:: WHAT YOU NEED TO DO ::
Please set down every line of the records below exactly, without the pictures.

START MATERIAL PROVIDED

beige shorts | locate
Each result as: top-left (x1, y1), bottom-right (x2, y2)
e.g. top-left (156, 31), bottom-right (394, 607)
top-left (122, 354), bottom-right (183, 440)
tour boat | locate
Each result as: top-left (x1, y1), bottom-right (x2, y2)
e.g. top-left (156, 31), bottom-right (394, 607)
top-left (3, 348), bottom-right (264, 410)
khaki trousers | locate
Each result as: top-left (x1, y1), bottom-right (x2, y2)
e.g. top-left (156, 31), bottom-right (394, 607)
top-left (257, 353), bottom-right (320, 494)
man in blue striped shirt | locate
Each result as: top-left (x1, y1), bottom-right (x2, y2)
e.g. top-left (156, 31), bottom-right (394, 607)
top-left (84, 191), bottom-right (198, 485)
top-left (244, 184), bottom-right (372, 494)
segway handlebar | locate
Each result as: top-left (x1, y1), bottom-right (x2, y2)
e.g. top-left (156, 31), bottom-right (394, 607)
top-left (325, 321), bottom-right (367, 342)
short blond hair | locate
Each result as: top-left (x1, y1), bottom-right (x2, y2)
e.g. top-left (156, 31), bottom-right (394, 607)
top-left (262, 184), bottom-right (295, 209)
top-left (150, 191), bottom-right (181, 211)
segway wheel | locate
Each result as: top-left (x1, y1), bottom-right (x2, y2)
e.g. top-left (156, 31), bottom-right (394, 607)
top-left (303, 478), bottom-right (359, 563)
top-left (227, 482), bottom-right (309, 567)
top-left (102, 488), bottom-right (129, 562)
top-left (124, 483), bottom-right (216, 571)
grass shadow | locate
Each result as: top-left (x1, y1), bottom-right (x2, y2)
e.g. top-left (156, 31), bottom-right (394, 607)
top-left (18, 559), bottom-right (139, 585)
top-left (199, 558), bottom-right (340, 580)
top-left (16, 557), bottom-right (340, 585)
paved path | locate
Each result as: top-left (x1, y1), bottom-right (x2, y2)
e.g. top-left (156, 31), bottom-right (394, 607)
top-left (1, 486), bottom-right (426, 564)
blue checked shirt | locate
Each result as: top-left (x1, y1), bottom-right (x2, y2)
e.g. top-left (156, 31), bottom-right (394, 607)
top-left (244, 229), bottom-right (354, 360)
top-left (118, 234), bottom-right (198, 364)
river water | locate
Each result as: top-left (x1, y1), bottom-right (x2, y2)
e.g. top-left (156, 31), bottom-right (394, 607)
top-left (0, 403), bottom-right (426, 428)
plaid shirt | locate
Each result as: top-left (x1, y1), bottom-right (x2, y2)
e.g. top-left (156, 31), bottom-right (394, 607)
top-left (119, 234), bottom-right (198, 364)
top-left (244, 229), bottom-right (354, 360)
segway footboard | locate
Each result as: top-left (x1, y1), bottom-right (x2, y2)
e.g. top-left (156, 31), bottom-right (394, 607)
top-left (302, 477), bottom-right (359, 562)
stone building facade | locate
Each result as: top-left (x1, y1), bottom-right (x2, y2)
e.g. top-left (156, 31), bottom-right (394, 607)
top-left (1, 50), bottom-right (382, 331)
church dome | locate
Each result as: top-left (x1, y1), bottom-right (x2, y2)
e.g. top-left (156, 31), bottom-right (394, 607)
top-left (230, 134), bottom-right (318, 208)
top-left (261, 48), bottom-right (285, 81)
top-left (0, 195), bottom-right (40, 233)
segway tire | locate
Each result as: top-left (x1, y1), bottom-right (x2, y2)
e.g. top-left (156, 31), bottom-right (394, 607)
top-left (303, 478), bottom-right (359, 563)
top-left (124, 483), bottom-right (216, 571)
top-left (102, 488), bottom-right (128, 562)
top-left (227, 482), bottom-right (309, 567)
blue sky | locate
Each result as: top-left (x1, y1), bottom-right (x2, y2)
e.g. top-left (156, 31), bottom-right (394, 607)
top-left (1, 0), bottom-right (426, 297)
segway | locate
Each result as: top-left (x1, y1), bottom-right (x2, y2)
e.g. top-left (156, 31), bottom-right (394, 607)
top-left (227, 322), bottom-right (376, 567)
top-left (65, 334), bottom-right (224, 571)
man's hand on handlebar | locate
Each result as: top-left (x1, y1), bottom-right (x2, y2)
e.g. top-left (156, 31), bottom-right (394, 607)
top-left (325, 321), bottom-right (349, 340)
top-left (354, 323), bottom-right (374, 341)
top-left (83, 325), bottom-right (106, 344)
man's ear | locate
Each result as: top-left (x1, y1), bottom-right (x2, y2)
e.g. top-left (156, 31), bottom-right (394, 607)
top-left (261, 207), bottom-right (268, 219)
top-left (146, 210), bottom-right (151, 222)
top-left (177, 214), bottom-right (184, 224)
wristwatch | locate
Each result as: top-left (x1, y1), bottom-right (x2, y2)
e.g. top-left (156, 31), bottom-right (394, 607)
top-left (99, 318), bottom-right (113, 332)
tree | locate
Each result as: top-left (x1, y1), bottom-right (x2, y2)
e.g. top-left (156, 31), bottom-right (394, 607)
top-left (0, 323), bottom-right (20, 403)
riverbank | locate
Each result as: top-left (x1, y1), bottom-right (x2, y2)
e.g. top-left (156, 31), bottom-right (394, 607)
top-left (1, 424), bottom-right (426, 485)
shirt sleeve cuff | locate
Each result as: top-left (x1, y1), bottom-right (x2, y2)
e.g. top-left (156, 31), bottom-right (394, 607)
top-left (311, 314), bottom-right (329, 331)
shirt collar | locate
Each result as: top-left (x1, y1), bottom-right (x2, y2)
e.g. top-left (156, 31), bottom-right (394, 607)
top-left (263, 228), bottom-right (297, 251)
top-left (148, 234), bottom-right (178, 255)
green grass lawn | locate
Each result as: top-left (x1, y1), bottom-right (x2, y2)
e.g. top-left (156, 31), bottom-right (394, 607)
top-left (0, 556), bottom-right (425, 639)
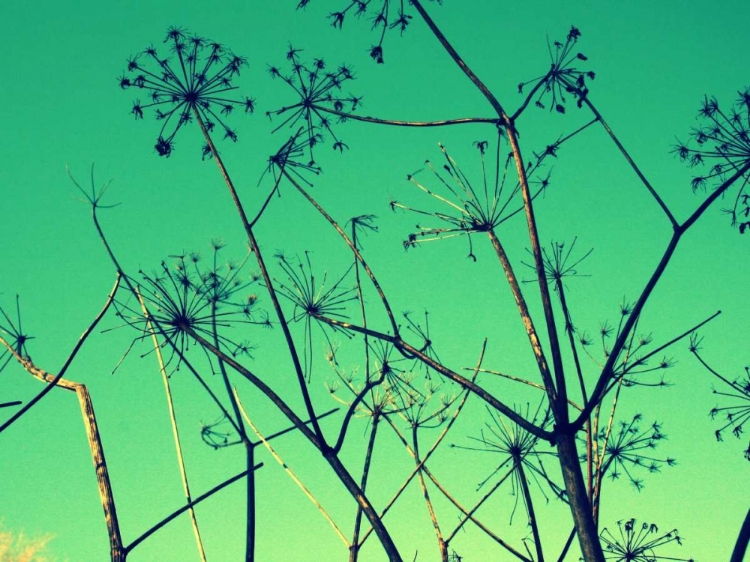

END MATERIAL PROVIDED

:: SOLUTION TO THE PROBLEM ::
beige shorts | locate
Each result as: top-left (x1, y1), bottom-right (x2, y2)
e.g. top-left (156, 31), bottom-right (394, 607)
top-left (122, 354), bottom-right (183, 440)
tour boat | locate
Each result as: top-left (x1, y1), bottom-right (x2, y2)
e.g. top-left (156, 31), bottom-right (394, 607)
top-left (3, 348), bottom-right (264, 410)
khaki trousers | locate
Each result as: top-left (x1, y1), bottom-right (x2, y2)
e.g. top-left (156, 31), bottom-right (394, 607)
top-left (257, 353), bottom-right (320, 494)
man in blue striped shirt | locate
Each result as: top-left (x1, y1), bottom-right (x2, y2)
e.g. top-left (156, 31), bottom-right (394, 607)
top-left (84, 191), bottom-right (198, 485)
top-left (244, 184), bottom-right (372, 494)
segway handlebar | locate
Each result as: top-left (x1, y1), bottom-right (x2, y2)
e.g. top-left (156, 31), bottom-right (394, 607)
top-left (325, 321), bottom-right (367, 342)
short blond hair | locate
Each result as: top-left (x1, y1), bottom-right (x2, y2)
e.g. top-left (156, 31), bottom-right (394, 607)
top-left (262, 184), bottom-right (295, 209)
top-left (150, 191), bottom-right (181, 211)
segway wheel | locate
Each result as: top-left (x1, y1), bottom-right (x2, y2)
e.g. top-left (156, 31), bottom-right (394, 607)
top-left (303, 478), bottom-right (359, 563)
top-left (227, 482), bottom-right (309, 567)
top-left (102, 488), bottom-right (129, 562)
top-left (124, 483), bottom-right (216, 571)
grass shadow | locate
Each result as: top-left (x1, y1), bottom-right (x2, y2)
e.g. top-left (156, 31), bottom-right (394, 607)
top-left (18, 559), bottom-right (139, 585)
top-left (199, 558), bottom-right (340, 580)
top-left (16, 557), bottom-right (340, 585)
paved path | locate
Each result as: top-left (x1, y1), bottom-right (x2, y2)
e.g. top-left (156, 31), bottom-right (394, 607)
top-left (1, 486), bottom-right (426, 564)
blue checked shirt | locate
Each result as: top-left (x1, y1), bottom-right (x2, y2)
e.g. top-left (156, 31), bottom-right (394, 607)
top-left (244, 229), bottom-right (354, 360)
top-left (118, 234), bottom-right (198, 364)
river water | locate
Each result as: top-left (x1, y1), bottom-right (x2, y2)
e.g. top-left (156, 31), bottom-right (394, 607)
top-left (0, 403), bottom-right (426, 428)
plaid shirt | locate
Each result as: top-left (x1, y1), bottom-right (x2, y2)
e.g. top-left (156, 31), bottom-right (394, 607)
top-left (119, 234), bottom-right (198, 364)
top-left (244, 229), bottom-right (354, 360)
segway footboard | locate
Each result as: top-left (x1, y1), bottom-right (x2, y2)
e.g. top-left (156, 31), bottom-right (394, 607)
top-left (302, 477), bottom-right (359, 562)
stone building facade | locate
Each result as: top-left (x1, y1), bottom-right (x2, y2)
e.g. top-left (156, 31), bottom-right (394, 607)
top-left (1, 50), bottom-right (382, 331)
church dome | locate
Each result as: top-left (x1, y1), bottom-right (x2, y2)
e.g. top-left (156, 31), bottom-right (394, 607)
top-left (230, 134), bottom-right (318, 208)
top-left (261, 48), bottom-right (285, 81)
top-left (0, 195), bottom-right (40, 233)
segway tire | locate
Each result as: top-left (x1, y1), bottom-right (x2, y2)
e.g. top-left (156, 31), bottom-right (394, 607)
top-left (303, 478), bottom-right (359, 563)
top-left (124, 483), bottom-right (216, 571)
top-left (102, 488), bottom-right (128, 562)
top-left (227, 482), bottom-right (309, 567)
blue sky | locate
Each result as: top-left (x1, y1), bottom-right (x2, y2)
e.g. top-left (156, 31), bottom-right (394, 607)
top-left (1, 0), bottom-right (426, 297)
segway | locate
Each result as: top-left (x1, y1), bottom-right (x2, y2)
e.g. top-left (156, 31), bottom-right (394, 607)
top-left (227, 322), bottom-right (376, 567)
top-left (65, 334), bottom-right (224, 571)
man's hand on handlebar | locate
Each result as: top-left (x1, y1), bottom-right (x2, y2)
e.g. top-left (156, 31), bottom-right (394, 607)
top-left (325, 321), bottom-right (349, 340)
top-left (354, 323), bottom-right (374, 341)
top-left (83, 325), bottom-right (106, 344)
man's ear | locate
Each result as: top-left (x1, y1), bottom-right (x2, y2)
e.g. top-left (156, 31), bottom-right (394, 607)
top-left (261, 207), bottom-right (268, 219)
top-left (146, 210), bottom-right (151, 222)
top-left (177, 214), bottom-right (184, 224)
wristwatch | locate
Each result as: top-left (x1, y1), bottom-right (x2, y2)
e.g. top-left (156, 31), bottom-right (394, 607)
top-left (99, 318), bottom-right (113, 332)
tree | locate
Each result as: top-left (x1, y1), bottom-right (x2, y2)
e.g. top-left (156, 31), bottom-right (394, 607)
top-left (0, 323), bottom-right (20, 403)
riverbank | locate
Each result as: top-left (x1, y1), bottom-right (x2, y2)
e.g. top-left (156, 31), bottom-right (394, 607)
top-left (1, 424), bottom-right (426, 485)
shirt sleeve cuff | locate
Each result as: top-left (x1, y1), bottom-right (x2, y2)
e.g. top-left (156, 31), bottom-right (394, 607)
top-left (311, 314), bottom-right (329, 331)
shirt collar | locate
Each result as: top-left (x1, y1), bottom-right (x2, y2)
e.g. top-left (156, 31), bottom-right (394, 607)
top-left (263, 228), bottom-right (297, 251)
top-left (148, 234), bottom-right (178, 255)
green grass lawn | locate
Each result as: top-left (x1, y1), bottom-right (x2, y2)
e.g. top-left (156, 31), bottom-right (394, 607)
top-left (0, 556), bottom-right (425, 639)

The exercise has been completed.